(Extract to read)
+-------+

The experimental procedure

All experiments were carried out with the aid of a servo-hydraulic loading frame (INSTRON 1126, 250 kN). The frame was chosen because it is equipped with an extremely rigid working table permitting stable fixing of the specimens on it. Before the experiments the load cell was calibrated using certified weights (for the lower scales) and certified load-rings for the high load scales. It was found that the maximum error was well below 0.15%. In addition, the displacement of the frame’s traverse was checked using a certified micrometer and the error determined was insignificant.

The target of the experimental procedure was to impose parallel sliding of the one marble block with respect to the other, normally to the longitudinal axis of the titanium connector. In this context, the specimens were placed on the table of the frame and one of its two constituent parts (marble blocks) was rigidly clamped on the frame’s table with the aid of the fixture previously described. The load was exerted on the movable block under displacement-control conditions at a rate equal to 0.2 mm/min (quasi-static loading conditions) using the set-up described in Section 3.2. During the tests the following quantities were recorded as functions of time: The load imposed by the frame, the displacement of the frame’s traverse, the PSC produced, the AE activity, the 3D displacement field, the opening of the “connection” (distance between the marble blocks along the axis of the connector), the elongation of the tie rods, the displacement of the (theoretically) immovable metallic plate restricting the motion of the immovable marble block, and finally the strains on the web of the “I”-shaped connector.

Comparative analysis of these data permitted gaining insight of the succession of damage mechanisms and the assessment of the efficiency of the RS specimens against the CF ones.

The mechanical response of the “connections”

For both types of specimens it can be safely concluded that the experiments were successfully implemented concerning, at least, the realization of shear loading. Although parasitic moments were not totally suppressed they were significantly reduced in comparison to previous attempts [9,10]. The marble block assumed to be totally immobilized was indeed kept in-place by the custom-made metallic devices while the block on which the forces were exerted appeared translating almost parallel to the fixed one.

CF-specimens

Macroscopic observation of the specimen during and after loading indicated clearly that the moving block was the only one that was fractured and the fracture started from the middle point of the groove’s flange (Fig. 6 (a)). Moreover, the overall final deformation of the metallic connector does not appear severe at least by naked-eye inspection (Fig. 6(b)).

+-------+

(Data excerpts)
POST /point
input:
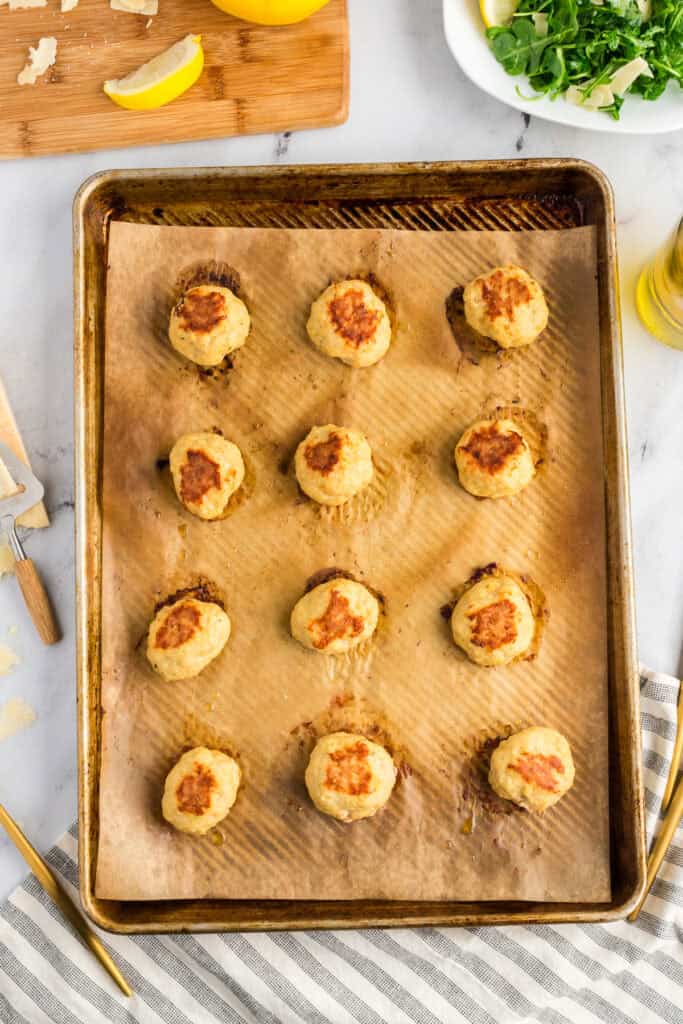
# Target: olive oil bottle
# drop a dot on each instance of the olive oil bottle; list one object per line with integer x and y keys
{"x": 659, "y": 292}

+-------+

(To-do list)
[1] Rewrite the lines of the records as a Markdown table with the columns "Row" and "Line," giving each line its row number and leaving out the pictures.
[2] Continue the passage on shear testing of marble block connections from its final sentence onward.

(Answers for the tasks)
[1]
| Row | Line |
|---|---|
| 1 | POST /point |
| 2 | input: |
| 3 | # Target: olive oil bottle |
| 4 | # drop a dot on each instance of the olive oil bottle; list one object per line with integer x and y keys |
| 5 | {"x": 659, "y": 292} |

[2]
The maximum force sustained by the specimen was equal to about 27.5 kN as it can be seen from Fig. 7 in which the raw data concerning the force induced are plotted against the displacement of the loading frame’s moving traverse (it is here recalled that this is not the actual displacement of the moving block, which will be determined accurately in Section 6 using the data of the 3D-DIC system). The overall plot appears consisting of three clearly distinguishable parts, i.e., OA, AB and BC (ignoring some minor nonlinearities observed at the very early loading steps due to inevitable bedding errors). The two slope changes dividing the plot into parts appear at load levels equal to about 60% of the maximum force applied (i.e., at about ~17.0 kN) and 85% of the maximum force (~23.0 kN).

The relative position of the two constituent blocks of the specimen (i.e. the normal distance between them), was recorded by the two traditional clip gauges and is plotted in Fig. 8(a) with respect to the load level. The upper-level clip recorded a monotonously increasing distance between the two marble blocks the maximum value of which did not exceed 1 mm. On the contrary, the indications of the lower-level clip appear oscillating around their initial position (zero opening) and the maximum values attained did not exceed 0.016 mm, indicating that the target of almost parallel vertical displacement of the moving block with respect to the immovable one was achieved at a very satisfactory degree.

The as above conclusions, concerning the minimization of parasitic bending and torsional moments, were, also, verified by taking advantage of the data provided by the 3D-DIC system. The respective plots for the upper and lower levels of the immovable block are plotted in Fig. 8(b). It is here recalled that the DIC system provides data gathered from the opposite side of the specimen with respect to that on which the clip-gauges are attached, i.e., from the side painted with the random pattern of black dots (Fig. 5). As a result, it should not be expected for the data of the DIC system and the clip gauges to be identical, since micro-rotational motions are not totally suppressed due to inherent (and inevitable) asymmetries of the specimens, as it was earlier explained. Keeping this in mind, it is very encouraging to observe from Fig. 8(b) that the two blocks behave as a single body up to a load level equal to about one third of the maximum force attained. From this point on the distance between them starts increasing smoothly but it does not exceed 300 mm even at the moment of fracture, definitely proving that the test realized corresponds to an almost pure shear one. It is, also, mentioned that the relative distance between the two blocks starts increasing faster at a load level of about 19 kN, shortly after the first slope change of the load-displacement curve (point A in Fig. 7).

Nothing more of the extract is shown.